━━ The data

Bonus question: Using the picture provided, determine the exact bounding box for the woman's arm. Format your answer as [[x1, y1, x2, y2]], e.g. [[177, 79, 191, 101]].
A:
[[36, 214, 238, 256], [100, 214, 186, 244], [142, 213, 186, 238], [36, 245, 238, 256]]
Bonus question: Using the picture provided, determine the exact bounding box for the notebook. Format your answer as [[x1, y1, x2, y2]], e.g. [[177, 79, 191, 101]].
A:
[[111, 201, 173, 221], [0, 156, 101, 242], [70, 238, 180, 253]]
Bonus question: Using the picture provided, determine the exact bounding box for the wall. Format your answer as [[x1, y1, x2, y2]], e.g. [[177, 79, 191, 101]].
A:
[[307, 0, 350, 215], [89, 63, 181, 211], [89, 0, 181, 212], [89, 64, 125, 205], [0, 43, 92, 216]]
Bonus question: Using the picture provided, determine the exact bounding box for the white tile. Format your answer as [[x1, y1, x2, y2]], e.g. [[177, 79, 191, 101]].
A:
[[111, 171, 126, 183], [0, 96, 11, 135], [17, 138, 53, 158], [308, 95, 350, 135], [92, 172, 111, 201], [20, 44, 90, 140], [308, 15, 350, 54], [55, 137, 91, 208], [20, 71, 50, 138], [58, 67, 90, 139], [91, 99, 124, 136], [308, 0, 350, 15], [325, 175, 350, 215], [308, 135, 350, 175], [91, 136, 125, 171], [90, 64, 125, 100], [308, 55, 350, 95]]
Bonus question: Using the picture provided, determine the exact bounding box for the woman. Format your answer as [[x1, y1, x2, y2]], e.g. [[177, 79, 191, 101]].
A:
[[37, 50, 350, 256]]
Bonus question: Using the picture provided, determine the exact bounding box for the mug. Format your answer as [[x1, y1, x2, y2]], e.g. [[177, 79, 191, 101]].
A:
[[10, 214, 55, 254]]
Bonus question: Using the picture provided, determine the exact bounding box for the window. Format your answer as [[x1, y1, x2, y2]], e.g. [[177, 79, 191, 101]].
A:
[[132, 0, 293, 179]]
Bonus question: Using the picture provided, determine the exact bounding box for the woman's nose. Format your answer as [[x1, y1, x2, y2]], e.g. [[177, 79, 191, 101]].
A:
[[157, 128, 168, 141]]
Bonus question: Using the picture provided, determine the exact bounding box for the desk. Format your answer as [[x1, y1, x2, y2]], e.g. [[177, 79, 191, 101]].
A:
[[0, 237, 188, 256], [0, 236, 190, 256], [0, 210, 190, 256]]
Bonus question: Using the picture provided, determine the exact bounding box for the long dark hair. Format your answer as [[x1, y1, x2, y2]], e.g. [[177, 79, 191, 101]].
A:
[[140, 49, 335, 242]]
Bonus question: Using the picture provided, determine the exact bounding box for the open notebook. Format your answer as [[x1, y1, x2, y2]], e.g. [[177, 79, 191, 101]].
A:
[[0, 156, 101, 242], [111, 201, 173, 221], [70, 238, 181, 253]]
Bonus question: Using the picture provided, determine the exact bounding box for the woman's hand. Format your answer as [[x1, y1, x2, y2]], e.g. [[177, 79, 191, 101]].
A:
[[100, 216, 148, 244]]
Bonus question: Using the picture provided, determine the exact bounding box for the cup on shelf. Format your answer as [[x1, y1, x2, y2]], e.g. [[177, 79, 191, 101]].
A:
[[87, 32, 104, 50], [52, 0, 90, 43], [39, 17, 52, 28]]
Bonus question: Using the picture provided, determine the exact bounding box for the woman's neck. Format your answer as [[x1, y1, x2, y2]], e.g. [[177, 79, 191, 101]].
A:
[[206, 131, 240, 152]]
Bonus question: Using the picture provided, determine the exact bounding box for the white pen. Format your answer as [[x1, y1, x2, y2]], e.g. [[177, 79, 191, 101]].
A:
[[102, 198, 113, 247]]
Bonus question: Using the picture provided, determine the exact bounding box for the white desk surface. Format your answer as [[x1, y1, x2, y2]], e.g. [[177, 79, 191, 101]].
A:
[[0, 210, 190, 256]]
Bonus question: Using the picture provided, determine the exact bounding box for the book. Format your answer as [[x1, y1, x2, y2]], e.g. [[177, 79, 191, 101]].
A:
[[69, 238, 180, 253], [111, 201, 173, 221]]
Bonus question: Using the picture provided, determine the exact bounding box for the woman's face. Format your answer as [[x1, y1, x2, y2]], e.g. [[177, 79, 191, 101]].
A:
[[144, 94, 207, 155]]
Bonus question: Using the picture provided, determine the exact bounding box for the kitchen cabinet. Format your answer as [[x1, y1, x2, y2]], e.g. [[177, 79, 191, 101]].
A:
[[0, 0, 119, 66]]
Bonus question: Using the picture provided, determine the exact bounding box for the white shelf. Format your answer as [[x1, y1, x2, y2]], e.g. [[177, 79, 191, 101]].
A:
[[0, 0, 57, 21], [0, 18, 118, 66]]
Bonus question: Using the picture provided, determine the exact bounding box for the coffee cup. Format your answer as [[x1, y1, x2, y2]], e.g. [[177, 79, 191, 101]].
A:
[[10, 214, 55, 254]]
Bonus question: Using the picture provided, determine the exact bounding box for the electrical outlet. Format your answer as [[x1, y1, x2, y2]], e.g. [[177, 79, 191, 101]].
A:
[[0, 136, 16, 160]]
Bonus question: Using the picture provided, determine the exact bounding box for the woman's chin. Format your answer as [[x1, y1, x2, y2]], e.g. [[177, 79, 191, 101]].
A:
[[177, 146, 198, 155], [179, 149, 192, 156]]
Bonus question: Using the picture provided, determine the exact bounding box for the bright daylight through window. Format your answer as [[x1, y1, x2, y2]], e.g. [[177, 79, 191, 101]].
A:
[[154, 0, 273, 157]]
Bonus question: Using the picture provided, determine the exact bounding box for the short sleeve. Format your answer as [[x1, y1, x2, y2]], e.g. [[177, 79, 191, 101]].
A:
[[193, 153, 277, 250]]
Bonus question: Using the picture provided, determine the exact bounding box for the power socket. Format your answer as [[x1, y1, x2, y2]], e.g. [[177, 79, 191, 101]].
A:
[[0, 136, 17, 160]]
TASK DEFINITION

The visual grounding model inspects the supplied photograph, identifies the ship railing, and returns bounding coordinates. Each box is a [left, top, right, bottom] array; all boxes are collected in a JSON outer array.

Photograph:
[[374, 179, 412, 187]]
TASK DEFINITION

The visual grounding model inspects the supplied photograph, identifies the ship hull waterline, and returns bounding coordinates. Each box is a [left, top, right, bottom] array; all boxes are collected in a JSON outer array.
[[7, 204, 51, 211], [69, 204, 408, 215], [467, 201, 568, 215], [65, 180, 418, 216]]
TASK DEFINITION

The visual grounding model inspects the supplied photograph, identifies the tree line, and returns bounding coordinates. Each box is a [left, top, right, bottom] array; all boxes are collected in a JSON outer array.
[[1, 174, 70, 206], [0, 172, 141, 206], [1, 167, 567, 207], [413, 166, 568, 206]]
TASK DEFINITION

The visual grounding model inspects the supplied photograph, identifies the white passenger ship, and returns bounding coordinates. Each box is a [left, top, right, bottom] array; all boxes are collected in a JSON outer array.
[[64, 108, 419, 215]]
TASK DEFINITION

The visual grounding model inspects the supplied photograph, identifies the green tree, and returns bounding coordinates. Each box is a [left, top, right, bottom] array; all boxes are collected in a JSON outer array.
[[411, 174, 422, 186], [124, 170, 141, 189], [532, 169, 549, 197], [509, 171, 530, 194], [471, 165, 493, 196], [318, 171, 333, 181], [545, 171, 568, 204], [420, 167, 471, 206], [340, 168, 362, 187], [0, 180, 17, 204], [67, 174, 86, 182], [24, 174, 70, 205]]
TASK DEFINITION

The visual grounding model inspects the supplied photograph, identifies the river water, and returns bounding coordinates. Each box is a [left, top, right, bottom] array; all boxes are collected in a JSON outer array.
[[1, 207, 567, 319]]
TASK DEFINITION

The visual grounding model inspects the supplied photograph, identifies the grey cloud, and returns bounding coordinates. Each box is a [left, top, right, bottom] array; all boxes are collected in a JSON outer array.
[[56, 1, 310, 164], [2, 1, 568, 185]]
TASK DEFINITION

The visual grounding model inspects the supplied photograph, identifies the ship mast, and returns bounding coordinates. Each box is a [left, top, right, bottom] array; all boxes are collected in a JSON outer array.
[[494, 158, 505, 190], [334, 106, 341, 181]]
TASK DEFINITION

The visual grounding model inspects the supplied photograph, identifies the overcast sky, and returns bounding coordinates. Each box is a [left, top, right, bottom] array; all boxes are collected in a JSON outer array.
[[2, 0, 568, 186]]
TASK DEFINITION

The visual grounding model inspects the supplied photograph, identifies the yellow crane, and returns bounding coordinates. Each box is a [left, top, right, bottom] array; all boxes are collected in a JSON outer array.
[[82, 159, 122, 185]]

━━━━
━━ The data

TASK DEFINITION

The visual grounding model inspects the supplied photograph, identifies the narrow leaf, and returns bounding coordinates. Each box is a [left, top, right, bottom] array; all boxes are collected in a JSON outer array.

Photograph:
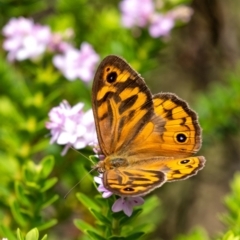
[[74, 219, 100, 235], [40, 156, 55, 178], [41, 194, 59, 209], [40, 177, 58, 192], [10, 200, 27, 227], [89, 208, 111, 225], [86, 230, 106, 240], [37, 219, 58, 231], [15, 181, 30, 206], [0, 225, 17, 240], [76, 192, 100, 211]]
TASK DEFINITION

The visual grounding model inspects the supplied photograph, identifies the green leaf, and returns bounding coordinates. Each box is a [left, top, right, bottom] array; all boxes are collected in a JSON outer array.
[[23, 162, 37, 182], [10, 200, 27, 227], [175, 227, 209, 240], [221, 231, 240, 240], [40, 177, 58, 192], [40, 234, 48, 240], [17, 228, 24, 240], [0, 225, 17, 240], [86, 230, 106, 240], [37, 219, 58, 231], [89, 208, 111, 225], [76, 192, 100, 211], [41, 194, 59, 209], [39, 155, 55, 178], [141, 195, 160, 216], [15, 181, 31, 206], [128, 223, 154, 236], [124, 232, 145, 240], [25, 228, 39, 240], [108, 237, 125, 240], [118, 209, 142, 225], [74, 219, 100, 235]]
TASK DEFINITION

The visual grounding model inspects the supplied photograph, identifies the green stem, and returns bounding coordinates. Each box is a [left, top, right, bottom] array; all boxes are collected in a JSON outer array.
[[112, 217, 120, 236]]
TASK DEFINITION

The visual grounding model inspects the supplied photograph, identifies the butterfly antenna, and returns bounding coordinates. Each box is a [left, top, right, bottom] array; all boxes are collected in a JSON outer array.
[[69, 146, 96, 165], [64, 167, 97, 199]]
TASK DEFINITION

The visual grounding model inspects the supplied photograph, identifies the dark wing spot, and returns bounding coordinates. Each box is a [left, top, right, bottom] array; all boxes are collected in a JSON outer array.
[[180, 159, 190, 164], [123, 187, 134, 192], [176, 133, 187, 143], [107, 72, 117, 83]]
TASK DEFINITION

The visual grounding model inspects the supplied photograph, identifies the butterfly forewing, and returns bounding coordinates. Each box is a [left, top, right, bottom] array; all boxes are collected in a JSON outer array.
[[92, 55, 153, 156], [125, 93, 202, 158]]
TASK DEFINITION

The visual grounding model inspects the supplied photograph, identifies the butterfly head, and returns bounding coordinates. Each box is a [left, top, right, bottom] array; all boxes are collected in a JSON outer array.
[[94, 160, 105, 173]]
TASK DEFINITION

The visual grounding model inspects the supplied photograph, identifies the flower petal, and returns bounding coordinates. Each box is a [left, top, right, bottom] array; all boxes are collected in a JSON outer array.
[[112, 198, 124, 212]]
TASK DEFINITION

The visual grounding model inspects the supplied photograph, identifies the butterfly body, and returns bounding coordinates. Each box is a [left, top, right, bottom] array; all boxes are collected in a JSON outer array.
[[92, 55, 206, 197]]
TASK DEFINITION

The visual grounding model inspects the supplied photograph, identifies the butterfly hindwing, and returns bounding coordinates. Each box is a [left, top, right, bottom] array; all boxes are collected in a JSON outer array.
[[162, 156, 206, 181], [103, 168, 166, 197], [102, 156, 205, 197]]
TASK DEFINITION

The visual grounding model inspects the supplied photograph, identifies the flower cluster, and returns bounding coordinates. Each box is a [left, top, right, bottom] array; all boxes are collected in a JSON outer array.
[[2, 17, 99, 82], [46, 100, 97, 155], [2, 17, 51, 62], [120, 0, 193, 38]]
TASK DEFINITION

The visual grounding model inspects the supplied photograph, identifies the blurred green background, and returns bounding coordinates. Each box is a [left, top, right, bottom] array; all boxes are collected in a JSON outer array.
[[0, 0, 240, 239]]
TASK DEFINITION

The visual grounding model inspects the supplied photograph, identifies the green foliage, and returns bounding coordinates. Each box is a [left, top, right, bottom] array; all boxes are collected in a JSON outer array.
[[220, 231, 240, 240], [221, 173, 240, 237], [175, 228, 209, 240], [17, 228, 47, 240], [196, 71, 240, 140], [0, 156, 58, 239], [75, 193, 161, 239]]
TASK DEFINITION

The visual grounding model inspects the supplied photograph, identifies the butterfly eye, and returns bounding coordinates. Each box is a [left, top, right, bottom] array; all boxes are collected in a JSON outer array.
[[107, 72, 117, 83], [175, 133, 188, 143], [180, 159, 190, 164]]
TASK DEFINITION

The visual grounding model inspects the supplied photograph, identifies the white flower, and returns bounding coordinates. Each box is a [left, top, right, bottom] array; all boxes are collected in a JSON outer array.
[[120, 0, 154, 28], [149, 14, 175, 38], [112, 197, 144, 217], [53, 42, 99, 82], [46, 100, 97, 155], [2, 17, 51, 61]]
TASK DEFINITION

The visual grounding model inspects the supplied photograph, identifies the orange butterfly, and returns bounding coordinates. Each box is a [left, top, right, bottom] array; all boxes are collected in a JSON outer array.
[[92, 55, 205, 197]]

━━━━
━━ The data

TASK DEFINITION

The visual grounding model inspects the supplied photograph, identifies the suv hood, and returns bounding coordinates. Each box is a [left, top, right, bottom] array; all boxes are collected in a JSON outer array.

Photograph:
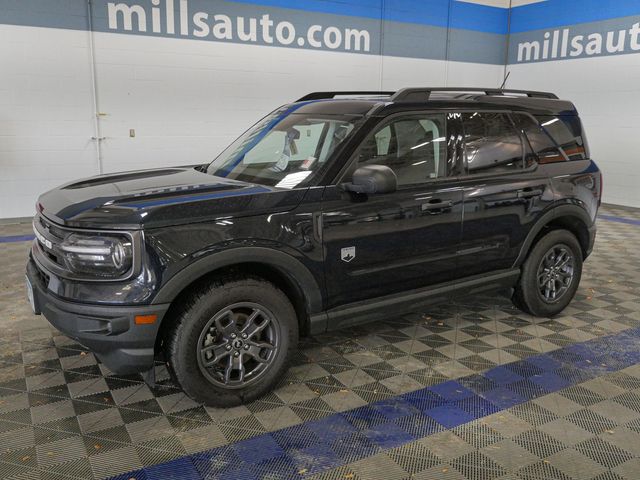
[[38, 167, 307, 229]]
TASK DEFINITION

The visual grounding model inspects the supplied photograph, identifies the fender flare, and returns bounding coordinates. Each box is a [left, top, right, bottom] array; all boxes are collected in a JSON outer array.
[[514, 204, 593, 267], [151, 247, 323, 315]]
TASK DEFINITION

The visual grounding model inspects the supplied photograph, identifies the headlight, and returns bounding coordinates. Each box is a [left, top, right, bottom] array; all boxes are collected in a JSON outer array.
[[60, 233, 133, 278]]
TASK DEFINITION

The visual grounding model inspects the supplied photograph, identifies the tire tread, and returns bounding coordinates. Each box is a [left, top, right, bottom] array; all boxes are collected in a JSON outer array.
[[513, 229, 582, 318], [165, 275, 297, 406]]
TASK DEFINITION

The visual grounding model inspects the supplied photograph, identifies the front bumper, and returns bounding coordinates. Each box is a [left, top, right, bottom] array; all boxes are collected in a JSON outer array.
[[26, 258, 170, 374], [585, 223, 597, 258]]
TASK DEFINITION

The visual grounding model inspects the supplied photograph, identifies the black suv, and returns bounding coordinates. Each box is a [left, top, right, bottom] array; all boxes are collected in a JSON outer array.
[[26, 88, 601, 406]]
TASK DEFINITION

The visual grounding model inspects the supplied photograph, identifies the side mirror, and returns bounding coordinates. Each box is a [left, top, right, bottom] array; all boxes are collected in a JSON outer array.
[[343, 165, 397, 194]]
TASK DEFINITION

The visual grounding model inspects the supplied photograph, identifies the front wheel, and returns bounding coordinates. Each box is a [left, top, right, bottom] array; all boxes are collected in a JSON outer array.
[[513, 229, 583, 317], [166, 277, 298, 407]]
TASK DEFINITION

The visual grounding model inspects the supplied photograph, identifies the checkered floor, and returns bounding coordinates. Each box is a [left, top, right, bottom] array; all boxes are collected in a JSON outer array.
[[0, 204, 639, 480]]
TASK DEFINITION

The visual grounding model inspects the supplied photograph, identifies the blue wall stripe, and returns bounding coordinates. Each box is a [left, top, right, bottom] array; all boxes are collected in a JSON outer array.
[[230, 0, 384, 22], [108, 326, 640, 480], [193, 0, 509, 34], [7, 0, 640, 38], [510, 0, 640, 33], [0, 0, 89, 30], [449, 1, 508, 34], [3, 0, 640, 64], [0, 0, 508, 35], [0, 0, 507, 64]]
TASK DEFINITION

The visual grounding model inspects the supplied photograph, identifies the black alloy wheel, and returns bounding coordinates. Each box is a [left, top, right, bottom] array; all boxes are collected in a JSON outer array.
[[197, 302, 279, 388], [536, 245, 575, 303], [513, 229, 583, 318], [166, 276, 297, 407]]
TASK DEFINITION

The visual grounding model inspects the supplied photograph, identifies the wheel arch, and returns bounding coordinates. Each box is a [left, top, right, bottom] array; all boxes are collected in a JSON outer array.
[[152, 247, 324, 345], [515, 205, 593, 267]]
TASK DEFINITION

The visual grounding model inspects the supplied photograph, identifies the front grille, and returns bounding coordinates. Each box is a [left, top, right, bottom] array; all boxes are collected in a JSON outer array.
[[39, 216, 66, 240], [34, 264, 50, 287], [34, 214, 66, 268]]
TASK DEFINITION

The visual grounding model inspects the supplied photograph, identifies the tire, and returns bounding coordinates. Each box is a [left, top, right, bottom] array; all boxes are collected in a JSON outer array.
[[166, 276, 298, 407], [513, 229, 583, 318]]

━━━━

--- Assignment ---
Return, with no change at all, every line in the entries above from the line containing "the woman's arm." through the line containing "for the mug.".

--- Answer to the exercise ---
Bonus question: Using the picture provided, determine the exact bounding box for the woman's arm. Format your answer as [[x1, y1, x2, y2]], e.g. [[177, 79, 191, 101]].
A:
[[36, 214, 238, 256], [100, 214, 186, 244], [142, 213, 186, 238], [36, 245, 238, 256]]
Bonus question: Using the picture provided, determine the exact bounding box for the notebook. Format your answer as [[x1, y1, x2, y2]], e.g. [[177, 79, 191, 101]].
A:
[[111, 201, 173, 221], [0, 156, 101, 242], [70, 238, 180, 253]]
Bonus question: Using the picture provided, determine the exact bounding box for the wall. Format your answer as [[x1, y1, x2, y2]], e.g. [[177, 79, 191, 101]].
A:
[[307, 0, 350, 215], [89, 63, 181, 211], [89, 0, 181, 212], [89, 64, 125, 205], [0, 43, 92, 216]]
Bonus question: Using the picture provided, determine the exact bounding box for the white tile. Format your answer as [[x1, y1, x2, y2]], e.g. [[177, 79, 191, 101]].
A:
[[111, 171, 126, 183], [0, 96, 11, 135], [17, 138, 53, 158], [308, 95, 350, 135], [92, 172, 111, 201], [20, 44, 90, 140], [308, 15, 350, 54], [55, 137, 91, 208], [20, 71, 50, 138], [58, 67, 90, 139], [91, 99, 124, 136], [308, 0, 350, 15], [325, 175, 350, 215], [308, 135, 350, 175], [91, 136, 125, 171], [90, 64, 125, 100], [308, 55, 350, 95]]
Bonus question: Using the picture provided, determine the exact bounding box for the woman. Format your answer as [[x1, y1, x2, y2]], e.g. [[177, 79, 191, 101]].
A:
[[37, 50, 350, 256]]
Bonus question: Using the picture provided, determine the exact bounding box for the mug. Format your answer as [[x1, y1, x2, y2]], e.g. [[177, 79, 191, 101]].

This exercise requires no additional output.